▸ Reading passage:

+===+

THE WIMWIAN

 

– Dr. Kailash Gupta (PGP 1971)

Visiting Faculty, IIMA 2014-15

President, IIMA Alumni Association, 1985-87

Co-founder & Managing Trustee, The International Emergency Management Society – India Chapter

kailashgupta@my.unt.edu

 

 

According to OCHA seven rupees in disaster response are saved by investing each rupee in disaster preparedness. World Bank estimated that direct losses from disasters go up to two percent of Indian GDP and 12% of Indian government revenue. About five percent of Indian GDP is lost due to road accidents. If we include road accidents in disasters[1], and prevent them, imagine Indian GDP may grow at about 14.2% instead of about 7.2%.

 

According to The International Disaster Database EM-DAT[2], 1,451,598 persons died, 5,070,875 injured, 3,852,816,767 affected, and $2,174,988,183,000 damages were caused during 2000 to 2017 by disasters in the world. Swiss Re, reinsurer, estimated $306 billion in global losses and Munich Re estimated insured and uninsured losses of $330+ billion in 2017, making it one of the costliest years for disasters on record. Don’t these facts and figures motivate you to better manage disasters? After all, disaster management is everybody’s business. Wouldn’t you like to save you, your family, and friends lives due to disasters?

+===+

▸ The tasks:
[A] List every organization or database that the disaster management article cites as the source of a figure or estimate.
[B] According to the disaster management article, about what share of Indian GDP is lost due to road accidents?
The entries have no connection to the disaster management article.

+===+

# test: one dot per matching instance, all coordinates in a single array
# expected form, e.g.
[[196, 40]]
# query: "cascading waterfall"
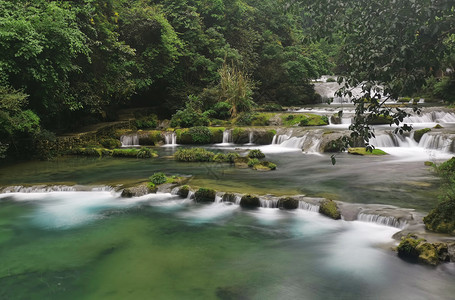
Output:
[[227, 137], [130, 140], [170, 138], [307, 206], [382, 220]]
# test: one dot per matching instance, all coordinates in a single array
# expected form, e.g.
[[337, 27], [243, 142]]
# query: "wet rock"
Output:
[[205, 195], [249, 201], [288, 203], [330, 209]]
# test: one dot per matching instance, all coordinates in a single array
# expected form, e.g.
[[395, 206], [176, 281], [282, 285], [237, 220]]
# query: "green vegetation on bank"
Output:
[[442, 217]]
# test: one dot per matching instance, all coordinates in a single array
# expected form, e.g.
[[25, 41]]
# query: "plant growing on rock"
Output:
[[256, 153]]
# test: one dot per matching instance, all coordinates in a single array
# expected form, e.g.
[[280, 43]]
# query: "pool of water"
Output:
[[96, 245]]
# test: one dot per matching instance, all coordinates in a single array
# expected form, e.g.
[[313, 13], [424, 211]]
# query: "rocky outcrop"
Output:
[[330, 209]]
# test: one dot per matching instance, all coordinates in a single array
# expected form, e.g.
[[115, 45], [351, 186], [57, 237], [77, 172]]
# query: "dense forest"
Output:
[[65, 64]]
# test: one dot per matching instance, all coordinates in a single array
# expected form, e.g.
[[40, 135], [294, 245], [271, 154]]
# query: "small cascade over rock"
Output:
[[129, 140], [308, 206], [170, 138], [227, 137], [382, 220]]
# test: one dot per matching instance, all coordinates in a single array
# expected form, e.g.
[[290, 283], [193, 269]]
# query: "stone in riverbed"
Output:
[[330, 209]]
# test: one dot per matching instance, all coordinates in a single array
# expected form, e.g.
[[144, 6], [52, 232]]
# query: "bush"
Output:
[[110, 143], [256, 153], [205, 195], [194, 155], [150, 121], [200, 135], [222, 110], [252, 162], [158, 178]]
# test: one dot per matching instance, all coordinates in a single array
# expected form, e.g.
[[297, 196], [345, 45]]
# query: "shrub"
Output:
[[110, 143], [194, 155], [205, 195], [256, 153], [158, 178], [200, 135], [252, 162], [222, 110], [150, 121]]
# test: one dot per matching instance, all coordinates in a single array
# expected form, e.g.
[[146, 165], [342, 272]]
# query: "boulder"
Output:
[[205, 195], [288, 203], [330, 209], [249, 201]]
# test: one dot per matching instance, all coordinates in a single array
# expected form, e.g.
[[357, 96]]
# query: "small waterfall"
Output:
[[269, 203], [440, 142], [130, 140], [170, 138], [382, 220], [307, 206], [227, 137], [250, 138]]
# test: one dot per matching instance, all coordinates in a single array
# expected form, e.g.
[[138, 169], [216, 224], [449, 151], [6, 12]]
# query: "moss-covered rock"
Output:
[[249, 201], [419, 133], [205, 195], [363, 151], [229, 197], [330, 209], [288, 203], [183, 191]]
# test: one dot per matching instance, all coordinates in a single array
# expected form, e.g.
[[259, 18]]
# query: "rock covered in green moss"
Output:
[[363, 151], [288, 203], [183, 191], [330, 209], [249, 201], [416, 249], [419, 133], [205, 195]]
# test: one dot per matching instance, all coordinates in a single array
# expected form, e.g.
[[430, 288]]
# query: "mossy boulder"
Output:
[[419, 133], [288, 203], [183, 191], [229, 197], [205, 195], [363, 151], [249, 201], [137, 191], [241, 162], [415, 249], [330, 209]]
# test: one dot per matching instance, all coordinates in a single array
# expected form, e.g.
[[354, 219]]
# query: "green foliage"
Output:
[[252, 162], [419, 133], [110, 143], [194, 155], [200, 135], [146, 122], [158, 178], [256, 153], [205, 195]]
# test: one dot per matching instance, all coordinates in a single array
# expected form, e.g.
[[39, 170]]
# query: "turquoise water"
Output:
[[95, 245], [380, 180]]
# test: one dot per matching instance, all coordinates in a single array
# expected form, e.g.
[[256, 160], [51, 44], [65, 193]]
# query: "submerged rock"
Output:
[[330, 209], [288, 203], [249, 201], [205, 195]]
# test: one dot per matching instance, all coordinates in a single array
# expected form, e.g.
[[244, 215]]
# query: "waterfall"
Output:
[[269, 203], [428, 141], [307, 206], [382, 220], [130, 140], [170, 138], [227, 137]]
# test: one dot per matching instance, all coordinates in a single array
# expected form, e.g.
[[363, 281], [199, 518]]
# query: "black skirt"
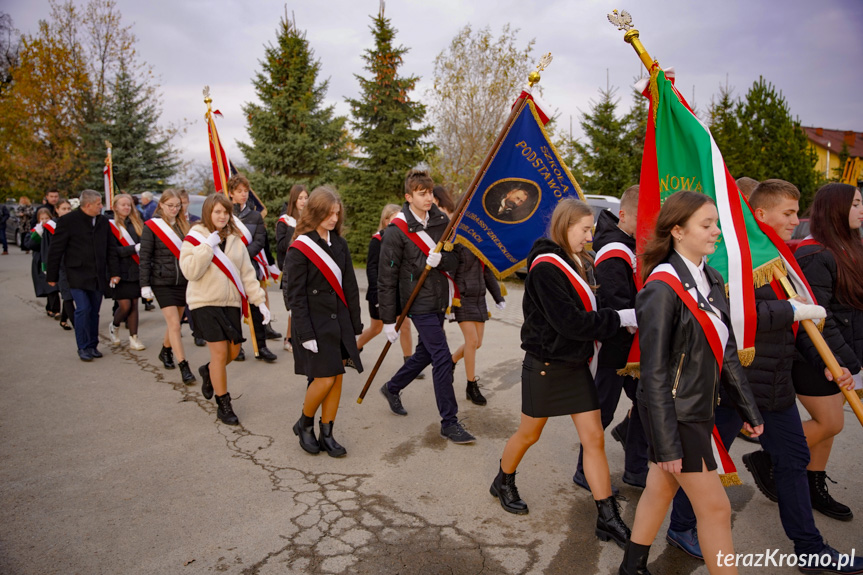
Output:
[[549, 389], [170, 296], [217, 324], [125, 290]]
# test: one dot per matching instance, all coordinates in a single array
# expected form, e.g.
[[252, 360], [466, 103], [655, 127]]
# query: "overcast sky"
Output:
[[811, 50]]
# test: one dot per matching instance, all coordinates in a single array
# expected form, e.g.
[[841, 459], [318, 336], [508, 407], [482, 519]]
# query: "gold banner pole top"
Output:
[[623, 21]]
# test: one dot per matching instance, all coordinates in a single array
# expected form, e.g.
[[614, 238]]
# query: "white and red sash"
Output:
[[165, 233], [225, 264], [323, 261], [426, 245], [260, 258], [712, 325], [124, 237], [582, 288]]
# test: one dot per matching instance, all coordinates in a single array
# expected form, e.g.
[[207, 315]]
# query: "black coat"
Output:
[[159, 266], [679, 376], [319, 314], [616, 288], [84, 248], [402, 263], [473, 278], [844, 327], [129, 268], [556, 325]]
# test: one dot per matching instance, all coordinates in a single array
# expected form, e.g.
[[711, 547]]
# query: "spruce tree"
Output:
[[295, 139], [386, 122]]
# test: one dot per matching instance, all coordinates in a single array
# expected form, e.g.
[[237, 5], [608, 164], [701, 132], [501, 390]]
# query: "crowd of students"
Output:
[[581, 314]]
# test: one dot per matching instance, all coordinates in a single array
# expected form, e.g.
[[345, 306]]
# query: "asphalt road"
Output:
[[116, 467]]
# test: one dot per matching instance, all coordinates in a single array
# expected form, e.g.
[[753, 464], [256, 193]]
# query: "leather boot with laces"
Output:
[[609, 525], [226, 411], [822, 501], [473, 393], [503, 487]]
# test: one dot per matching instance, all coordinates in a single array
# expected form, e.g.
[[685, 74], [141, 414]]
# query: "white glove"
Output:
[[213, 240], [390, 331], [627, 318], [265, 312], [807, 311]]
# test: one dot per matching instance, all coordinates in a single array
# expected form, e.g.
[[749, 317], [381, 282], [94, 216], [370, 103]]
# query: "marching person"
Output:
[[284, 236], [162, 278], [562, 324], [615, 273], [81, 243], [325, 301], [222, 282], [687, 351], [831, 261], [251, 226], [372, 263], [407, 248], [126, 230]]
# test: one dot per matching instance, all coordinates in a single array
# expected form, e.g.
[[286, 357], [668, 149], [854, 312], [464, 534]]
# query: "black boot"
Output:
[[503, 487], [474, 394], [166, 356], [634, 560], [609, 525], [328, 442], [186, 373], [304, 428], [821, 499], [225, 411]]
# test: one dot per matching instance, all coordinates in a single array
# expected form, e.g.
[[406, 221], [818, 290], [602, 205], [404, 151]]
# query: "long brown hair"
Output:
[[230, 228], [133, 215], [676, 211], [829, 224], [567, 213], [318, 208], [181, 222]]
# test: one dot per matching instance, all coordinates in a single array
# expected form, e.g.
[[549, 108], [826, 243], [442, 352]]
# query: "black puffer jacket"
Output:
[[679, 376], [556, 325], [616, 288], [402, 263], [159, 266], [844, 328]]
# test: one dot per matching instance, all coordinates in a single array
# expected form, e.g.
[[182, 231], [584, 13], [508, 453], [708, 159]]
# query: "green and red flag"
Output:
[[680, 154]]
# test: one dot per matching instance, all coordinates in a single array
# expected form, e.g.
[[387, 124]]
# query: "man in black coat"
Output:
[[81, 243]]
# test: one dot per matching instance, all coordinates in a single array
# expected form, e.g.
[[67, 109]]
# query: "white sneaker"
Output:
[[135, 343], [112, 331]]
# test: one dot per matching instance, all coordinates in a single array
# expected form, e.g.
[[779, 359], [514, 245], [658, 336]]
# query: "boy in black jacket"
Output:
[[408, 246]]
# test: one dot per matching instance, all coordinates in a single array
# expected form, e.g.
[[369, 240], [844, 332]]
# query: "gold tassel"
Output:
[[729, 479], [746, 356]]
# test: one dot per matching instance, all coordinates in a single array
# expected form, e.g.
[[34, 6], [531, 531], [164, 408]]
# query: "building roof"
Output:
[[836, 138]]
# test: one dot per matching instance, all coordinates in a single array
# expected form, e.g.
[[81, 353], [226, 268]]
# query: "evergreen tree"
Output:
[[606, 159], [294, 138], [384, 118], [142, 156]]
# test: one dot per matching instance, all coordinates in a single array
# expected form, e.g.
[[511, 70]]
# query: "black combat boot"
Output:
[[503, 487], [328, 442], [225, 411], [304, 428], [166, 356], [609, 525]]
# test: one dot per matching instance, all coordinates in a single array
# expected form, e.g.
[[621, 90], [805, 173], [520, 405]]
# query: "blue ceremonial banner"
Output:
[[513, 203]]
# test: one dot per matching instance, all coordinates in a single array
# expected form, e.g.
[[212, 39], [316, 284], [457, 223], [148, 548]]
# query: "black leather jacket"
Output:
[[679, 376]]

+===+

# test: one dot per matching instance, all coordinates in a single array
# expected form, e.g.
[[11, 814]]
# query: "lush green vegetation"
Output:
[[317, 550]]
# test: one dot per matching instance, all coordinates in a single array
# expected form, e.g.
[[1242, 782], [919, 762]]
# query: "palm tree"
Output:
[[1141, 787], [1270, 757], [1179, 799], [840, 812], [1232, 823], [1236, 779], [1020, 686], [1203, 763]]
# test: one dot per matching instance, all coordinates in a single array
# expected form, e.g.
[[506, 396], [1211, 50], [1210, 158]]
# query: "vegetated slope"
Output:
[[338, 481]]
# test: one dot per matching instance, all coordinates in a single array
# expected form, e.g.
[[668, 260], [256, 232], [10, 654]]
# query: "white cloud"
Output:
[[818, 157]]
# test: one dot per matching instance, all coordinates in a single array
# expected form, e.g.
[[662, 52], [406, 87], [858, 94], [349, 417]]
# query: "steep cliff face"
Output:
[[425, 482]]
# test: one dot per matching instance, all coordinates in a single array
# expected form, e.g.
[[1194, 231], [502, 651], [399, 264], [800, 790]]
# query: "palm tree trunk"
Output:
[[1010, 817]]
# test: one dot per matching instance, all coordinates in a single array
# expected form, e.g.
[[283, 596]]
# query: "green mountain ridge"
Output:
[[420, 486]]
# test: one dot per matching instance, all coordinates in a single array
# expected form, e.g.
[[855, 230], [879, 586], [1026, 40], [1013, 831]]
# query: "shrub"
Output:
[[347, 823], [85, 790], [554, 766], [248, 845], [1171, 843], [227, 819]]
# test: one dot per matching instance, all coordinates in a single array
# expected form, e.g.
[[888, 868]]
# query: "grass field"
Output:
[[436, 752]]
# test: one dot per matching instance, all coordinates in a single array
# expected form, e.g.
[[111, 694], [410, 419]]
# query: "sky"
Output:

+===+

▸ Written responses:
[A] OCHA, the World Bank, The International Disaster Database EM-DAT, Swiss Re, Munich Re

[B] About five percent